La direction de la Banque de France se livre pourtant à des agissements qui font craindre qu’elle n’envisage un démantèlement.

Elle a lancé un projet, dit de modernisation, de l’usine de Chamalières, fondé sur la robotisation intensive des opérations réalisées en aval de la production, sur la compression des effectifs à coup de Lean management, sur la dégradation des conditions de travail et, au mépris de travaux d’experts reconnus et des multiples alertes des représentants du Personnel, sur le refus de reconnaître que la réussite technique et industrielle du site repose sur la qualification des hommes et des femmes qui y travaillent. Cette gestion basée sur des critères purement budgétaires assise sur le dogme de la suppression d’un maximum d’emplois, n’a produit jusqu’à présent que des dysfonctionnements : la capacité de production est actuellement insuffisante pour répondre à la demande et le recours à la sous-traitance est massif.

Prétextant de cette situation, et suite à la faillite du maître d’œuvre qu’elle a elle-même choisi, qui se traduit par un coût supplémentaire de 16 millions d’euros et un retard de près de deux ans, la direction de la Banque de France laisse entendre qu’elle envisage d’abandonner l’ambitieux projet « Refondation » de regroupement de l’imprimerie et de la papeterie sur le site de Vic-le Comte. Elle a déjà entamé la fermeture des ateliers de recyclage des billets situés à Chamalières. Pire encore, elle a exercé un chantage individuel auprès des salariés de la papeterie en les menaçant de fermer définitivement leur établissement en cas de grèves !
::::::::
> **Énoncé du problème**
D'après le texte sur la Banque de France, quel coût supplémentaire la faillite du maître d'œuvre a-t-elle entraîné ?

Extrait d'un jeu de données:
::::::::
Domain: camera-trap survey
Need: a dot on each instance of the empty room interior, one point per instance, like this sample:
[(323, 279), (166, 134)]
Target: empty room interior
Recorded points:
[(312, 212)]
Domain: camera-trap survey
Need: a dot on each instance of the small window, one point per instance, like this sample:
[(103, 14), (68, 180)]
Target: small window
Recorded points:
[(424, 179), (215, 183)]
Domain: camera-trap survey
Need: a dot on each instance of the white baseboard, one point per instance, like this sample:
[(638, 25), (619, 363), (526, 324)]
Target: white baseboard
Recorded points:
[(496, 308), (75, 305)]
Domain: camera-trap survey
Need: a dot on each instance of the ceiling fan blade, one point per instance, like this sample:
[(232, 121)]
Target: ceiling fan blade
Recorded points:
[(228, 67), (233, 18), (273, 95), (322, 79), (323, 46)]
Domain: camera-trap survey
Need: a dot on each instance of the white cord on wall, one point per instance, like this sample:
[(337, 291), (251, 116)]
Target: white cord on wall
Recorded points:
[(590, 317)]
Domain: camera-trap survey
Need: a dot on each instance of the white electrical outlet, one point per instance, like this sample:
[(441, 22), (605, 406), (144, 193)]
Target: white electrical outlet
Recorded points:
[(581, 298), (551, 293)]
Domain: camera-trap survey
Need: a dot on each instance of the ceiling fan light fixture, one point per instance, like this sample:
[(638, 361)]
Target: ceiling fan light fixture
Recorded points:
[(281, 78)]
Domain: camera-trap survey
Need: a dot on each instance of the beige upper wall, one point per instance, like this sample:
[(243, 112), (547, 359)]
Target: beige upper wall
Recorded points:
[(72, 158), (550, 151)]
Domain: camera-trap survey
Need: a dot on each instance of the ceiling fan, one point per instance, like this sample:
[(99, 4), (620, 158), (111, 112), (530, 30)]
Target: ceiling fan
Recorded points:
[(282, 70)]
::::::::
> **Réponse**
Un coût supplémentaire de 16 millions d'euros.